[Extracted material Boundary: Start]

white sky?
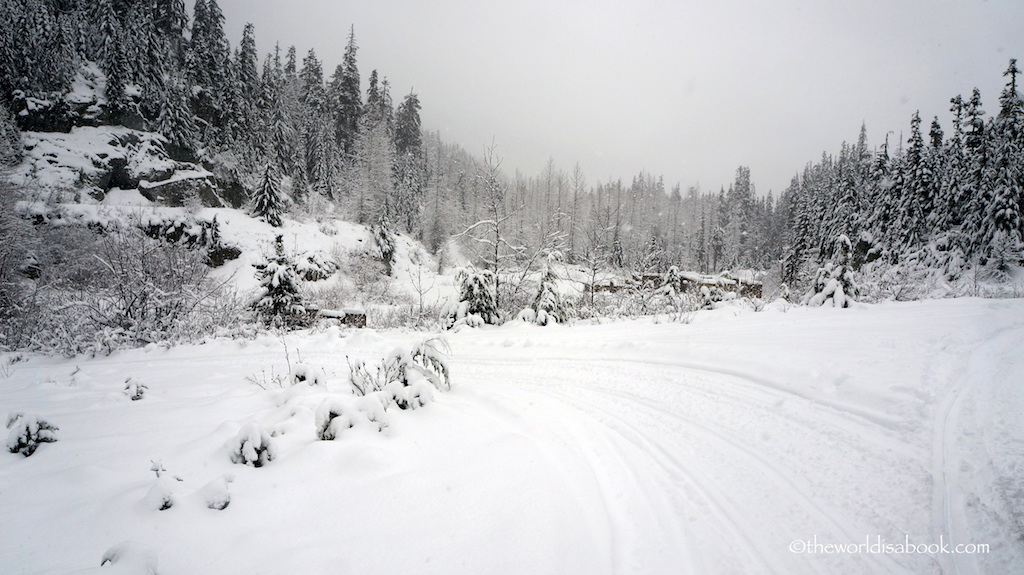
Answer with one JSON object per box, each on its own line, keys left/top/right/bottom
{"left": 219, "top": 0, "right": 1024, "bottom": 195}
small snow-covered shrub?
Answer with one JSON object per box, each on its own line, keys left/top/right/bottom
{"left": 804, "top": 235, "right": 859, "bottom": 308}
{"left": 124, "top": 377, "right": 147, "bottom": 400}
{"left": 804, "top": 262, "right": 858, "bottom": 308}
{"left": 142, "top": 478, "right": 175, "bottom": 510}
{"left": 445, "top": 268, "right": 500, "bottom": 329}
{"left": 386, "top": 380, "right": 435, "bottom": 410}
{"left": 229, "top": 423, "right": 276, "bottom": 467}
{"left": 315, "top": 396, "right": 389, "bottom": 440}
{"left": 699, "top": 285, "right": 726, "bottom": 309}
{"left": 1, "top": 218, "right": 253, "bottom": 355}
{"left": 199, "top": 476, "right": 232, "bottom": 510}
{"left": 293, "top": 250, "right": 338, "bottom": 282}
{"left": 100, "top": 540, "right": 160, "bottom": 574}
{"left": 347, "top": 336, "right": 451, "bottom": 400}
{"left": 289, "top": 362, "right": 323, "bottom": 386}
{"left": 6, "top": 412, "right": 58, "bottom": 457}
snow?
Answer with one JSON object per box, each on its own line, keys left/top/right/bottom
{"left": 1, "top": 298, "right": 1021, "bottom": 573}
{"left": 101, "top": 188, "right": 155, "bottom": 206}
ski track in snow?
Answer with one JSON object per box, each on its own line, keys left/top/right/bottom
{"left": 1, "top": 299, "right": 1023, "bottom": 574}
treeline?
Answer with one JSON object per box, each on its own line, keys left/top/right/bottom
{"left": 479, "top": 61, "right": 1024, "bottom": 291}
{"left": 782, "top": 62, "right": 1024, "bottom": 286}
{"left": 2, "top": 1, "right": 1021, "bottom": 292}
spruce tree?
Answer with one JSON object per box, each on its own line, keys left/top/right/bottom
{"left": 393, "top": 91, "right": 424, "bottom": 230}
{"left": 252, "top": 164, "right": 284, "bottom": 227}
{"left": 155, "top": 77, "right": 198, "bottom": 152}
{"left": 334, "top": 27, "right": 362, "bottom": 157}
{"left": 934, "top": 96, "right": 968, "bottom": 230}
{"left": 528, "top": 252, "right": 569, "bottom": 325}
{"left": 982, "top": 59, "right": 1024, "bottom": 266}
{"left": 961, "top": 88, "right": 989, "bottom": 256}
{"left": 394, "top": 92, "right": 422, "bottom": 156}
{"left": 253, "top": 235, "right": 307, "bottom": 328}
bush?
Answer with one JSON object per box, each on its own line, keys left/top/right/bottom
{"left": 124, "top": 377, "right": 147, "bottom": 400}
{"left": 1, "top": 216, "right": 254, "bottom": 355}
{"left": 289, "top": 362, "right": 324, "bottom": 386}
{"left": 293, "top": 250, "right": 338, "bottom": 282}
{"left": 347, "top": 336, "right": 451, "bottom": 399}
{"left": 315, "top": 396, "right": 389, "bottom": 440}
{"left": 229, "top": 423, "right": 276, "bottom": 467}
{"left": 803, "top": 235, "right": 858, "bottom": 308}
{"left": 6, "top": 412, "right": 58, "bottom": 457}
{"left": 445, "top": 268, "right": 500, "bottom": 329}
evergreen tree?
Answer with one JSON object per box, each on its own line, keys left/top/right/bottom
{"left": 333, "top": 26, "right": 362, "bottom": 158}
{"left": 154, "top": 0, "right": 188, "bottom": 64}
{"left": 982, "top": 59, "right": 1024, "bottom": 266}
{"left": 393, "top": 91, "right": 424, "bottom": 230}
{"left": 394, "top": 91, "right": 422, "bottom": 156}
{"left": 252, "top": 164, "right": 284, "bottom": 227}
{"left": 525, "top": 252, "right": 569, "bottom": 325}
{"left": 237, "top": 23, "right": 260, "bottom": 96}
{"left": 155, "top": 77, "right": 198, "bottom": 152}
{"left": 446, "top": 268, "right": 500, "bottom": 328}
{"left": 934, "top": 96, "right": 968, "bottom": 230}
{"left": 898, "top": 111, "right": 935, "bottom": 251}
{"left": 371, "top": 214, "right": 396, "bottom": 275}
{"left": 253, "top": 235, "right": 308, "bottom": 328}
{"left": 961, "top": 88, "right": 989, "bottom": 255}
{"left": 97, "top": 0, "right": 129, "bottom": 110}
{"left": 365, "top": 70, "right": 394, "bottom": 134}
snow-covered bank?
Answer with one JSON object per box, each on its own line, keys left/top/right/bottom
{"left": 1, "top": 299, "right": 1022, "bottom": 574}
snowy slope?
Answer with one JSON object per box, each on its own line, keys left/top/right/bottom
{"left": 1, "top": 299, "right": 1022, "bottom": 574}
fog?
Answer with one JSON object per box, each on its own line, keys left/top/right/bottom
{"left": 220, "top": 0, "right": 1024, "bottom": 194}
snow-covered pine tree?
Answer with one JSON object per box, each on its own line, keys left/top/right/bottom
{"left": 981, "top": 59, "right": 1024, "bottom": 269}
{"left": 155, "top": 77, "right": 198, "bottom": 153}
{"left": 898, "top": 111, "right": 935, "bottom": 253}
{"left": 934, "top": 96, "right": 968, "bottom": 231}
{"left": 97, "top": 0, "right": 129, "bottom": 112}
{"left": 803, "top": 234, "right": 858, "bottom": 308}
{"left": 252, "top": 164, "right": 284, "bottom": 227}
{"left": 961, "top": 88, "right": 989, "bottom": 257}
{"left": 393, "top": 91, "right": 424, "bottom": 231}
{"left": 154, "top": 0, "right": 189, "bottom": 65}
{"left": 370, "top": 214, "right": 396, "bottom": 275}
{"left": 364, "top": 70, "right": 394, "bottom": 134}
{"left": 394, "top": 91, "right": 422, "bottom": 156}
{"left": 522, "top": 251, "right": 570, "bottom": 325}
{"left": 333, "top": 27, "right": 362, "bottom": 158}
{"left": 445, "top": 268, "right": 500, "bottom": 329}
{"left": 349, "top": 108, "right": 395, "bottom": 224}
{"left": 253, "top": 235, "right": 308, "bottom": 327}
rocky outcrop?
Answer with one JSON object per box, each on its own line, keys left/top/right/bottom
{"left": 13, "top": 126, "right": 236, "bottom": 207}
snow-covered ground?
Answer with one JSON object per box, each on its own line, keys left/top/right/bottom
{"left": 2, "top": 298, "right": 1022, "bottom": 574}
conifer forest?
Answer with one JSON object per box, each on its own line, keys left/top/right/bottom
{"left": 2, "top": 0, "right": 1022, "bottom": 295}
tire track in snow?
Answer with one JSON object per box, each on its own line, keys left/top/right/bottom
{"left": 500, "top": 378, "right": 779, "bottom": 574}
{"left": 461, "top": 353, "right": 924, "bottom": 573}
{"left": 931, "top": 323, "right": 1024, "bottom": 575}
{"left": 543, "top": 380, "right": 906, "bottom": 574}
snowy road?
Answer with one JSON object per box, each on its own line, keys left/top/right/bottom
{"left": 444, "top": 299, "right": 1024, "bottom": 574}
{"left": 1, "top": 299, "right": 1022, "bottom": 574}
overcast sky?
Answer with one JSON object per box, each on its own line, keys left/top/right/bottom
{"left": 218, "top": 0, "right": 1024, "bottom": 195}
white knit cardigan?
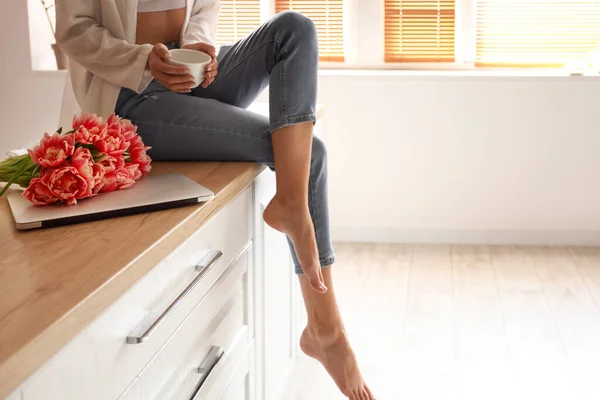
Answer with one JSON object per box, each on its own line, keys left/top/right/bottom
{"left": 55, "top": 0, "right": 220, "bottom": 119}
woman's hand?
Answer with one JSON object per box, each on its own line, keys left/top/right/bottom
{"left": 182, "top": 42, "right": 219, "bottom": 88}
{"left": 147, "top": 43, "right": 196, "bottom": 93}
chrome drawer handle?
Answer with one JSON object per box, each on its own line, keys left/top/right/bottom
{"left": 191, "top": 345, "right": 225, "bottom": 400}
{"left": 127, "top": 250, "right": 224, "bottom": 344}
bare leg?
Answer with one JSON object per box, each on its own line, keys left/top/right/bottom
{"left": 299, "top": 267, "right": 375, "bottom": 400}
{"left": 263, "top": 122, "right": 327, "bottom": 293}
{"left": 263, "top": 122, "right": 373, "bottom": 398}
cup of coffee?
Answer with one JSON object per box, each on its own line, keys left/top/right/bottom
{"left": 168, "top": 49, "right": 212, "bottom": 88}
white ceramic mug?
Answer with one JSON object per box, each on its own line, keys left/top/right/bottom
{"left": 168, "top": 49, "right": 212, "bottom": 88}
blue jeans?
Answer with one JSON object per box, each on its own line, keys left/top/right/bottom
{"left": 116, "top": 11, "right": 335, "bottom": 274}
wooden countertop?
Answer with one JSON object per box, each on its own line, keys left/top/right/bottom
{"left": 0, "top": 162, "right": 266, "bottom": 398}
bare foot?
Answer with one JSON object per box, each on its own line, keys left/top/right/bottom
{"left": 263, "top": 195, "right": 327, "bottom": 293}
{"left": 300, "top": 327, "right": 374, "bottom": 400}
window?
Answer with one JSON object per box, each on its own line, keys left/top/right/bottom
{"left": 215, "top": 0, "right": 344, "bottom": 62}
{"left": 476, "top": 1, "right": 600, "bottom": 67}
{"left": 275, "top": 0, "right": 345, "bottom": 62}
{"left": 216, "top": 0, "right": 261, "bottom": 46}
{"left": 215, "top": 1, "right": 600, "bottom": 69}
{"left": 384, "top": 0, "right": 456, "bottom": 63}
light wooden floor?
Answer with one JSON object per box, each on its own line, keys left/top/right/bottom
{"left": 282, "top": 243, "right": 600, "bottom": 400}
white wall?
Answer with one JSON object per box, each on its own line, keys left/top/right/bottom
{"left": 321, "top": 73, "right": 600, "bottom": 244}
{"left": 2, "top": 0, "right": 598, "bottom": 244}
{"left": 0, "top": 0, "right": 65, "bottom": 156}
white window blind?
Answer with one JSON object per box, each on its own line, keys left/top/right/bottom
{"left": 276, "top": 0, "right": 345, "bottom": 62}
{"left": 385, "top": 0, "right": 456, "bottom": 62}
{"left": 476, "top": 1, "right": 600, "bottom": 67}
{"left": 216, "top": 0, "right": 261, "bottom": 46}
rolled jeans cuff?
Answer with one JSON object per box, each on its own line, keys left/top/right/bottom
{"left": 294, "top": 254, "right": 336, "bottom": 275}
{"left": 270, "top": 114, "right": 316, "bottom": 132}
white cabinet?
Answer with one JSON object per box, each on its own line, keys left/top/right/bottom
{"left": 216, "top": 344, "right": 254, "bottom": 400}
{"left": 253, "top": 170, "right": 304, "bottom": 400}
{"left": 10, "top": 171, "right": 303, "bottom": 400}
{"left": 19, "top": 189, "right": 258, "bottom": 400}
{"left": 21, "top": 191, "right": 252, "bottom": 400}
{"left": 118, "top": 248, "right": 253, "bottom": 400}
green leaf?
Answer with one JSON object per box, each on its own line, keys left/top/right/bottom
{"left": 0, "top": 158, "right": 31, "bottom": 197}
{"left": 57, "top": 127, "right": 63, "bottom": 134}
{"left": 93, "top": 151, "right": 108, "bottom": 162}
{"left": 0, "top": 154, "right": 29, "bottom": 176}
{"left": 24, "top": 156, "right": 36, "bottom": 170}
{"left": 15, "top": 176, "right": 31, "bottom": 188}
{"left": 0, "top": 153, "right": 28, "bottom": 166}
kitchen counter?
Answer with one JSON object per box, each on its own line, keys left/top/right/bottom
{"left": 0, "top": 162, "right": 266, "bottom": 399}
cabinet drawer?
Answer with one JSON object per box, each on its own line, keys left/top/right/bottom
{"left": 119, "top": 247, "right": 253, "bottom": 400}
{"left": 215, "top": 344, "right": 253, "bottom": 400}
{"left": 22, "top": 189, "right": 252, "bottom": 400}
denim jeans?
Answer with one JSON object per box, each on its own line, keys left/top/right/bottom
{"left": 116, "top": 11, "right": 335, "bottom": 274}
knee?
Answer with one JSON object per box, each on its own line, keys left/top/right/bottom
{"left": 311, "top": 136, "right": 328, "bottom": 168}
{"left": 271, "top": 11, "right": 317, "bottom": 46}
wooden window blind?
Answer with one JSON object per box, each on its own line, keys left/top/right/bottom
{"left": 384, "top": 0, "right": 456, "bottom": 62}
{"left": 476, "top": 1, "right": 600, "bottom": 68}
{"left": 216, "top": 0, "right": 261, "bottom": 46}
{"left": 275, "top": 0, "right": 345, "bottom": 62}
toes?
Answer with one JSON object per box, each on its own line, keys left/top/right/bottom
{"left": 358, "top": 389, "right": 368, "bottom": 400}
{"left": 317, "top": 266, "right": 327, "bottom": 291}
{"left": 304, "top": 265, "right": 327, "bottom": 293}
{"left": 342, "top": 387, "right": 354, "bottom": 400}
{"left": 365, "top": 385, "right": 375, "bottom": 399}
{"left": 312, "top": 281, "right": 327, "bottom": 293}
{"left": 308, "top": 275, "right": 326, "bottom": 293}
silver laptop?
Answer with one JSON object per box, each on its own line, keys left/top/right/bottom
{"left": 8, "top": 173, "right": 214, "bottom": 230}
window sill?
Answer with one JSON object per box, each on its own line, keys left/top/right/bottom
{"left": 317, "top": 68, "right": 600, "bottom": 79}
{"left": 28, "top": 66, "right": 598, "bottom": 81}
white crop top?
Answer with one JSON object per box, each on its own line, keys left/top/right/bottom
{"left": 138, "top": 0, "right": 186, "bottom": 13}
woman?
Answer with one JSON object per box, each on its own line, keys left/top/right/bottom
{"left": 56, "top": 1, "right": 374, "bottom": 399}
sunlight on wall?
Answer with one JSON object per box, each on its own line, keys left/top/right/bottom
{"left": 27, "top": 0, "right": 57, "bottom": 70}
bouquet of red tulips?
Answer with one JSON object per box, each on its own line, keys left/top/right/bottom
{"left": 0, "top": 113, "right": 151, "bottom": 206}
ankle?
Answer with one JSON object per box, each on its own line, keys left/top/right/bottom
{"left": 272, "top": 193, "right": 309, "bottom": 212}
{"left": 305, "top": 323, "right": 346, "bottom": 341}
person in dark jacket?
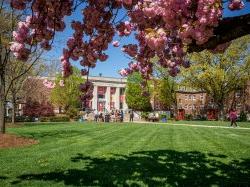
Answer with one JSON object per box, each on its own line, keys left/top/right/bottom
{"left": 129, "top": 110, "right": 134, "bottom": 122}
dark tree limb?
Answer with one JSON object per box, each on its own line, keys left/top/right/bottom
{"left": 188, "top": 13, "right": 250, "bottom": 52}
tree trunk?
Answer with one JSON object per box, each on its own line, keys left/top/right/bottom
{"left": 11, "top": 100, "right": 16, "bottom": 124}
{"left": 173, "top": 102, "right": 178, "bottom": 120}
{"left": 0, "top": 74, "right": 5, "bottom": 134}
{"left": 218, "top": 103, "right": 225, "bottom": 121}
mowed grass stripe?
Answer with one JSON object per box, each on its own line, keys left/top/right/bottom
{"left": 88, "top": 125, "right": 147, "bottom": 155}
{"left": 125, "top": 125, "right": 159, "bottom": 153}
{"left": 191, "top": 127, "right": 234, "bottom": 157}
{"left": 0, "top": 125, "right": 129, "bottom": 172}
{"left": 169, "top": 126, "right": 197, "bottom": 151}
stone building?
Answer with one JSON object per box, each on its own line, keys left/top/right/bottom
{"left": 85, "top": 76, "right": 128, "bottom": 112}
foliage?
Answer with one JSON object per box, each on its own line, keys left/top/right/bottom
{"left": 185, "top": 114, "right": 193, "bottom": 121}
{"left": 40, "top": 116, "right": 70, "bottom": 122}
{"left": 141, "top": 112, "right": 150, "bottom": 120}
{"left": 23, "top": 101, "right": 54, "bottom": 118}
{"left": 66, "top": 107, "right": 79, "bottom": 119}
{"left": 5, "top": 116, "right": 35, "bottom": 123}
{"left": 182, "top": 35, "right": 250, "bottom": 119}
{"left": 50, "top": 67, "right": 84, "bottom": 115}
{"left": 159, "top": 114, "right": 167, "bottom": 120}
{"left": 239, "top": 111, "right": 248, "bottom": 122}
{"left": 125, "top": 73, "right": 152, "bottom": 112}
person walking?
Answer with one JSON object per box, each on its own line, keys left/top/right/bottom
{"left": 94, "top": 109, "right": 99, "bottom": 122}
{"left": 129, "top": 110, "right": 134, "bottom": 122}
{"left": 120, "top": 110, "right": 124, "bottom": 122}
{"left": 229, "top": 108, "right": 238, "bottom": 127}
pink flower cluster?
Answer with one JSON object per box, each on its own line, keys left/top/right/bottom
{"left": 43, "top": 79, "right": 56, "bottom": 89}
{"left": 10, "top": 19, "right": 31, "bottom": 61}
{"left": 43, "top": 79, "right": 65, "bottom": 89}
{"left": 10, "top": 0, "right": 73, "bottom": 61}
{"left": 79, "top": 81, "right": 94, "bottom": 102}
{"left": 117, "top": 0, "right": 224, "bottom": 78}
{"left": 61, "top": 1, "right": 122, "bottom": 104}
{"left": 228, "top": 0, "right": 245, "bottom": 10}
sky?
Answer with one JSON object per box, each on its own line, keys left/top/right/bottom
{"left": 43, "top": 1, "right": 250, "bottom": 78}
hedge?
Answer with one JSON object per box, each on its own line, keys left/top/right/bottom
{"left": 40, "top": 116, "right": 70, "bottom": 122}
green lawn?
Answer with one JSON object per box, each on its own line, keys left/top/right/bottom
{"left": 0, "top": 122, "right": 250, "bottom": 186}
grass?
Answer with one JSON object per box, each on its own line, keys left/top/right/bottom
{"left": 0, "top": 121, "right": 250, "bottom": 186}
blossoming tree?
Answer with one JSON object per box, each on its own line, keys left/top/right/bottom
{"left": 0, "top": 0, "right": 249, "bottom": 133}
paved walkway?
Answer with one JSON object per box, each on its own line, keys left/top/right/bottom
{"left": 126, "top": 121, "right": 250, "bottom": 130}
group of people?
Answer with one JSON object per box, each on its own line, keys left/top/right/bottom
{"left": 93, "top": 109, "right": 135, "bottom": 123}
{"left": 93, "top": 110, "right": 123, "bottom": 122}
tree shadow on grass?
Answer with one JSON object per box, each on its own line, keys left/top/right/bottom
{"left": 12, "top": 150, "right": 250, "bottom": 186}
{"left": 17, "top": 130, "right": 88, "bottom": 139}
{"left": 0, "top": 176, "right": 8, "bottom": 180}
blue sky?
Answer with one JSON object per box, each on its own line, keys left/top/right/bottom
{"left": 43, "top": 1, "right": 250, "bottom": 78}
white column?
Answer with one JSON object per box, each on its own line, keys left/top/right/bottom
{"left": 106, "top": 86, "right": 111, "bottom": 111}
{"left": 92, "top": 85, "right": 98, "bottom": 111}
{"left": 115, "top": 87, "right": 120, "bottom": 109}
{"left": 123, "top": 93, "right": 128, "bottom": 110}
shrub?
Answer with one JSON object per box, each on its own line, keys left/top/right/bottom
{"left": 40, "top": 117, "right": 50, "bottom": 122}
{"left": 239, "top": 111, "right": 247, "bottom": 122}
{"left": 185, "top": 114, "right": 193, "bottom": 121}
{"left": 5, "top": 116, "right": 35, "bottom": 123}
{"left": 49, "top": 116, "right": 70, "bottom": 122}
{"left": 40, "top": 116, "right": 70, "bottom": 122}
{"left": 4, "top": 117, "right": 11, "bottom": 123}
{"left": 15, "top": 116, "right": 34, "bottom": 122}
{"left": 66, "top": 107, "right": 78, "bottom": 118}
{"left": 73, "top": 116, "right": 81, "bottom": 121}
{"left": 23, "top": 101, "right": 54, "bottom": 117}
{"left": 160, "top": 114, "right": 167, "bottom": 119}
{"left": 141, "top": 112, "right": 149, "bottom": 120}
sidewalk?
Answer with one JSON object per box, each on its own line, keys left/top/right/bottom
{"left": 124, "top": 121, "right": 250, "bottom": 130}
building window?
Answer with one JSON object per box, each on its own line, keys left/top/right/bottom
{"left": 98, "top": 94, "right": 105, "bottom": 99}
{"left": 200, "top": 94, "right": 204, "bottom": 100}
{"left": 236, "top": 92, "right": 241, "bottom": 98}
{"left": 193, "top": 95, "right": 196, "bottom": 100}
{"left": 189, "top": 105, "right": 192, "bottom": 109}
{"left": 179, "top": 99, "right": 182, "bottom": 104}
{"left": 184, "top": 105, "right": 188, "bottom": 109}
{"left": 185, "top": 95, "right": 188, "bottom": 100}
{"left": 120, "top": 102, "right": 123, "bottom": 109}
{"left": 189, "top": 95, "right": 192, "bottom": 100}
{"left": 120, "top": 88, "right": 125, "bottom": 95}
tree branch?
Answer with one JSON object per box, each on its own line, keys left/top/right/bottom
{"left": 188, "top": 13, "right": 250, "bottom": 52}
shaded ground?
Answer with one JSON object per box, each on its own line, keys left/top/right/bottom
{"left": 0, "top": 134, "right": 38, "bottom": 148}
{"left": 10, "top": 150, "right": 250, "bottom": 187}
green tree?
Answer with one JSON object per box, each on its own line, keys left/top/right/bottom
{"left": 125, "top": 72, "right": 152, "bottom": 112}
{"left": 50, "top": 67, "right": 84, "bottom": 117}
{"left": 183, "top": 35, "right": 250, "bottom": 119}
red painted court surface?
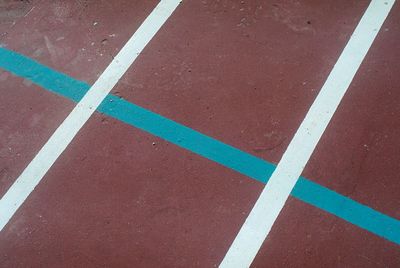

[Extracted material Boundary: End]

* _What you are asked to do_
Report each line above that includes the string "drawer".

* _Written solution_
chrome drawer handle?
cabinet drawer?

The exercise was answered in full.